A word-for-word copy of the line containing "water, one per animal or object that matches." and every following line to the end of the data below is all the answer should hold.

> **Dataset items**:

BEGIN

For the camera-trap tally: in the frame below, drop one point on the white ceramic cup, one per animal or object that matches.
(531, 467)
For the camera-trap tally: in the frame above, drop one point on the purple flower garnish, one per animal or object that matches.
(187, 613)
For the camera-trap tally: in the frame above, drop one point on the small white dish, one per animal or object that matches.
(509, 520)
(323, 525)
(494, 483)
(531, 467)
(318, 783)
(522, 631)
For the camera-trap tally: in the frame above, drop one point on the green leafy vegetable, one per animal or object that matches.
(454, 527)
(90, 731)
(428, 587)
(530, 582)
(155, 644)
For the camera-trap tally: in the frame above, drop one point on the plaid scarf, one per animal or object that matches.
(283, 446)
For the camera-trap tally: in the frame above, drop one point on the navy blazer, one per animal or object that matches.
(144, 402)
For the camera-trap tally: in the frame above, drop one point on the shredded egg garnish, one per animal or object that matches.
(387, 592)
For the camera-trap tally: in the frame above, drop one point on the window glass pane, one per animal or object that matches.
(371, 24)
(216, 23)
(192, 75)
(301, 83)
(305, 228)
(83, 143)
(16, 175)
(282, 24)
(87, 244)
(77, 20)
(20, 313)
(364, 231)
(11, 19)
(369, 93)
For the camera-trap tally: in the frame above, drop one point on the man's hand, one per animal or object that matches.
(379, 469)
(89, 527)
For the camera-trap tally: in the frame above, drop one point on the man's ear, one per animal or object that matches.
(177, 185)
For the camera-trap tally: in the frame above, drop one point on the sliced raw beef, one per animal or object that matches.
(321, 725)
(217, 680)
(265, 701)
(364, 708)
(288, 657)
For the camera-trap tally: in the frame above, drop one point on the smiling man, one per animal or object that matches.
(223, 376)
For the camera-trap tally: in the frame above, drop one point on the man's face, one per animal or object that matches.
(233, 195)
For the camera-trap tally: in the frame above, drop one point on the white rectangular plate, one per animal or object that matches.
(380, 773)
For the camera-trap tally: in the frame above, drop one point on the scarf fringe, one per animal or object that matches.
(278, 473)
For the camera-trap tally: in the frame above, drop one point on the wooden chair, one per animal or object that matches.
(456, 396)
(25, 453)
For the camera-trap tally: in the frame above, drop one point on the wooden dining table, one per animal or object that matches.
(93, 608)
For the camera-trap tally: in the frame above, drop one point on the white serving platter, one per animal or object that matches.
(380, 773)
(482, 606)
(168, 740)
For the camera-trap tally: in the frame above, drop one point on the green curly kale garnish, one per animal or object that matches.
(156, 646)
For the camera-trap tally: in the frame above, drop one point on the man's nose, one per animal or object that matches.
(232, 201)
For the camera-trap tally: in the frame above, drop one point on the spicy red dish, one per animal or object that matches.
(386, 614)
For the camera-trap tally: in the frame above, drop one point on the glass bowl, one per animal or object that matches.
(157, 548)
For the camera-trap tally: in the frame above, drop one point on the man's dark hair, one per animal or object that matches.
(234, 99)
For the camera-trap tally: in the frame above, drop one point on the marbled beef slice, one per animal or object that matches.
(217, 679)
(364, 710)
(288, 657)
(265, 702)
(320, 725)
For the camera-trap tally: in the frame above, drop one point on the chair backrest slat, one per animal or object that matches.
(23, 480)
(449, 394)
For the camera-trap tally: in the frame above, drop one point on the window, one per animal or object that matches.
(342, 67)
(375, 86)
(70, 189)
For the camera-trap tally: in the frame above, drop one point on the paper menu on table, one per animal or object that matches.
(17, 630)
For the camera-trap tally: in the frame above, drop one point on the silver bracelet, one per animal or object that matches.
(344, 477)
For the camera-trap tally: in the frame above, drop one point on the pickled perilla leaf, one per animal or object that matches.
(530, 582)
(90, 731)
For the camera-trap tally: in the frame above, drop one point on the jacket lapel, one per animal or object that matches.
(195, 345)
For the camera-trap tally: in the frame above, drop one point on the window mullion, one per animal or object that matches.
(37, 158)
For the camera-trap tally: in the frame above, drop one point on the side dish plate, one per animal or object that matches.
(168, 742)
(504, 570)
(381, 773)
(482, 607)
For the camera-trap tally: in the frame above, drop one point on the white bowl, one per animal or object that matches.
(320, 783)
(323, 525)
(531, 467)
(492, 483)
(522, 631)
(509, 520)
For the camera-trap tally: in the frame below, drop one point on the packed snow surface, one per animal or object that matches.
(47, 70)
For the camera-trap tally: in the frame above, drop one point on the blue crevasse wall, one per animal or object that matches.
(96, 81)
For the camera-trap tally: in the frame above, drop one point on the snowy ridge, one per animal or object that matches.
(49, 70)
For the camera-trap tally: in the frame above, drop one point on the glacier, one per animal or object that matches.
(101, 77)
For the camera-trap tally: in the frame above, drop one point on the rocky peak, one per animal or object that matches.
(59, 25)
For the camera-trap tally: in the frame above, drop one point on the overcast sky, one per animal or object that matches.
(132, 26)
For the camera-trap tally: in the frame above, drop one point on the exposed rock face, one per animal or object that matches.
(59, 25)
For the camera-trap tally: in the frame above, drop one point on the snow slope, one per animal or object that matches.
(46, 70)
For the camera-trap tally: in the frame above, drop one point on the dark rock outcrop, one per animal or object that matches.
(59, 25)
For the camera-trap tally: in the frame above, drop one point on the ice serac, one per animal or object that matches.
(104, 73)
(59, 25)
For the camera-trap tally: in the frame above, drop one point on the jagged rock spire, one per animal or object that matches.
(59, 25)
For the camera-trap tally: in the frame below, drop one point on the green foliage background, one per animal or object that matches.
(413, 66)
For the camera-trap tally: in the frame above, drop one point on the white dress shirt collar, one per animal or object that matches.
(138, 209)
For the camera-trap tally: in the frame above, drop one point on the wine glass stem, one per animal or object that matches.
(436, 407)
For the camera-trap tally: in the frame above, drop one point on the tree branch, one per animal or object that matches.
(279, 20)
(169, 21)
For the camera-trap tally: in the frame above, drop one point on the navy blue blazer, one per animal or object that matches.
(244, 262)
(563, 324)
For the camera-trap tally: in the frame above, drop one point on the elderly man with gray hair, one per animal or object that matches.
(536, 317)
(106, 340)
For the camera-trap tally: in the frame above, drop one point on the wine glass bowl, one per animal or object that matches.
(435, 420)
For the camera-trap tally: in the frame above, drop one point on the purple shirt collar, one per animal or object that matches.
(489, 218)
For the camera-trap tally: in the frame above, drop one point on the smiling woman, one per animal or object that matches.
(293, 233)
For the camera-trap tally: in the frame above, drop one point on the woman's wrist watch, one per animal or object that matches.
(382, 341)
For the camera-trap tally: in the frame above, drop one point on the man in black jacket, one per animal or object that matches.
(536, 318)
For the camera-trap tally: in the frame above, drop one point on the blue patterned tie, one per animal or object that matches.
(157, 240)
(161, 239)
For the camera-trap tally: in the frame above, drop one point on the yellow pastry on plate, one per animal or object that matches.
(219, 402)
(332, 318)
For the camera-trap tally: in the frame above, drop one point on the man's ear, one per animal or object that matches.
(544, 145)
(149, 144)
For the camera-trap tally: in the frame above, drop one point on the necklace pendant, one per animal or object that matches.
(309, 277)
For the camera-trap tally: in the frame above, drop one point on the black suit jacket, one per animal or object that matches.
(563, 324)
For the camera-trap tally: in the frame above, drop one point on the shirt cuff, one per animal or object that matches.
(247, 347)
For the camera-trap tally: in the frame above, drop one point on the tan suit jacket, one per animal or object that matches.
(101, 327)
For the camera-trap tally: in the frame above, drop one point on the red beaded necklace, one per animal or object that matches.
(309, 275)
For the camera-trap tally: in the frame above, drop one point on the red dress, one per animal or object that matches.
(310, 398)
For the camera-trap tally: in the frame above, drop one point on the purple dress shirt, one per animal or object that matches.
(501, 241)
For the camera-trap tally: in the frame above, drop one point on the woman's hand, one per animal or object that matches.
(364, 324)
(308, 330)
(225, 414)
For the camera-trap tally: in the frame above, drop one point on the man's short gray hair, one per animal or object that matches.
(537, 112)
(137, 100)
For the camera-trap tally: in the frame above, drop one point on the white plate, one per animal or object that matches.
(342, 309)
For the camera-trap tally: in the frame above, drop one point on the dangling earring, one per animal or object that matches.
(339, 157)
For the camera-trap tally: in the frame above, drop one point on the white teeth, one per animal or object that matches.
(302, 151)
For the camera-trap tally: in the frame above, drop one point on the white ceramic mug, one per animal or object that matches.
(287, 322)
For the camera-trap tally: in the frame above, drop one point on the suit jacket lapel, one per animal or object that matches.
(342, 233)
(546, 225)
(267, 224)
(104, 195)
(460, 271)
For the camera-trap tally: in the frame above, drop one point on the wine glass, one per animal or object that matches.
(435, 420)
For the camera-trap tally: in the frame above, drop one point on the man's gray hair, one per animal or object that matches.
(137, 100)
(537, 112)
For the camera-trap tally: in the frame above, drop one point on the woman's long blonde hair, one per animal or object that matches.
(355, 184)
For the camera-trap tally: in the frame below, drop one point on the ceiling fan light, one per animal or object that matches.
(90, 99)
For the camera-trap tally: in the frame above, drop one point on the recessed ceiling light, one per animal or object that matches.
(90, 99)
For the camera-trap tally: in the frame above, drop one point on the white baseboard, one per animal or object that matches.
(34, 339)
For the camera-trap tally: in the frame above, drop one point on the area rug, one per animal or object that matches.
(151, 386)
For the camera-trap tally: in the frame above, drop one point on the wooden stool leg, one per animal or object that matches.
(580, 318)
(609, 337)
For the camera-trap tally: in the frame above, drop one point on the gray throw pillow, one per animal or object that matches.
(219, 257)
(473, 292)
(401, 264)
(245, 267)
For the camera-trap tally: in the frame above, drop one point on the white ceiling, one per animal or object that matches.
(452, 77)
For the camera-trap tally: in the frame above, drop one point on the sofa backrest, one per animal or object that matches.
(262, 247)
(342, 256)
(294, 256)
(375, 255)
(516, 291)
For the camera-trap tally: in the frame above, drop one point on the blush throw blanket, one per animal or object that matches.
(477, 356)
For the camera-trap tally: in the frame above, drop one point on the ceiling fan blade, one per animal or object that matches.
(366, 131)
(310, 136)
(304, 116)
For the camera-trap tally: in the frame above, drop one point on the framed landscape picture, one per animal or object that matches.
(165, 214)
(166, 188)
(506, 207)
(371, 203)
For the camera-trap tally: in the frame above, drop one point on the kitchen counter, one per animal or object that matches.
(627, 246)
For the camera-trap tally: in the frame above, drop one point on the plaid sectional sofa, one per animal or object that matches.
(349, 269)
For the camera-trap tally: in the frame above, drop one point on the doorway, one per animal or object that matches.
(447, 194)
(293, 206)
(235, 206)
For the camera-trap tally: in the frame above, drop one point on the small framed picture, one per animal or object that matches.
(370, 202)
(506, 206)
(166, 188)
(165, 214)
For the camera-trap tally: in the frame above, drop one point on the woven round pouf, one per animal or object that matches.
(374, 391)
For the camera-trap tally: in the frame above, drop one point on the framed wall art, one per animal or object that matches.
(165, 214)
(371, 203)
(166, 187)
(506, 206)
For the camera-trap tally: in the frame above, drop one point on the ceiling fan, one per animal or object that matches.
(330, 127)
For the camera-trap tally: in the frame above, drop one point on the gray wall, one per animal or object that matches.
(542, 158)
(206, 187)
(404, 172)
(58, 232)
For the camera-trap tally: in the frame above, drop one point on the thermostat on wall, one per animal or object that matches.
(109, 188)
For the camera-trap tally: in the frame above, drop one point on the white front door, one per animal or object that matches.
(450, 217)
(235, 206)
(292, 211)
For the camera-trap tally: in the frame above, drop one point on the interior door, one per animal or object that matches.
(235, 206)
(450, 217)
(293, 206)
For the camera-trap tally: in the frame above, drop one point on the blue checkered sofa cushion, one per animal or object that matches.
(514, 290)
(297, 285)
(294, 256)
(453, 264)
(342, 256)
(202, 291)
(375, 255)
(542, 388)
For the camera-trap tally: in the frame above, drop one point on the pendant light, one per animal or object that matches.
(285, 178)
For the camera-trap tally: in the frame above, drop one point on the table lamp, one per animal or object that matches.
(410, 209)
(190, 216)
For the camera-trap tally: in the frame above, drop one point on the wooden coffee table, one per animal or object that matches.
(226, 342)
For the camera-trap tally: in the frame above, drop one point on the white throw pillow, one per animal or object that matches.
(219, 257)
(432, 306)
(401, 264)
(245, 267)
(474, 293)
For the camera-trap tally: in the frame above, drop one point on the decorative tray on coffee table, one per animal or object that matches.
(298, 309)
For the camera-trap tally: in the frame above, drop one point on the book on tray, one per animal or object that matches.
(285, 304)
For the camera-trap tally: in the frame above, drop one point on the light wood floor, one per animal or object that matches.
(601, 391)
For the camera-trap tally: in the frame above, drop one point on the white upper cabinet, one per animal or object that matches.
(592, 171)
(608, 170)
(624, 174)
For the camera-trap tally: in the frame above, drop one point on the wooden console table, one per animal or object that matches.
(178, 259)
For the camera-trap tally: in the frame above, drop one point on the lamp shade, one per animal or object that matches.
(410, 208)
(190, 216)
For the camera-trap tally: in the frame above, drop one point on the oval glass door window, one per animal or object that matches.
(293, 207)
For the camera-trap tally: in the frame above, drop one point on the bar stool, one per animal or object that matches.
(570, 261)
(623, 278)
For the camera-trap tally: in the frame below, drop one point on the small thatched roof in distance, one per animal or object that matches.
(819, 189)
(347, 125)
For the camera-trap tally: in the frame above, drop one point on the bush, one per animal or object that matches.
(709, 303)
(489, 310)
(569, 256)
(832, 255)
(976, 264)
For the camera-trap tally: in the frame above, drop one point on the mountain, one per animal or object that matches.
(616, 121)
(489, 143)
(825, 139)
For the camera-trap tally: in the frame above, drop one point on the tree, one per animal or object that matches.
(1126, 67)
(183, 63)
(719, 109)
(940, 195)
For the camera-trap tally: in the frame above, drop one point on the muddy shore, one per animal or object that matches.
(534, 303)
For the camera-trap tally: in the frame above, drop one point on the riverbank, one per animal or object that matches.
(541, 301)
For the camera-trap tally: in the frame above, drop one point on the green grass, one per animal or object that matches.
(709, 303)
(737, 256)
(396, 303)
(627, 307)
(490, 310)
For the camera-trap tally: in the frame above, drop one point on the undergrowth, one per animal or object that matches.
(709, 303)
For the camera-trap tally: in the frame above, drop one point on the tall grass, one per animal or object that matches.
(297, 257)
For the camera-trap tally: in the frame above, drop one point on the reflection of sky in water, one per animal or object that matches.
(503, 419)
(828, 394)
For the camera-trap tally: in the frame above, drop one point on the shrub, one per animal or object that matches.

END

> **PROBLEM SOLUTION**:
For the camera-trap tally: in the frame above, drop one point on the reflection of sky in water, one per animal or object that matches.
(503, 419)
(828, 394)
For the camera-trap tally: in the frame above, drop one point on the shrub, one per animal or object that matches.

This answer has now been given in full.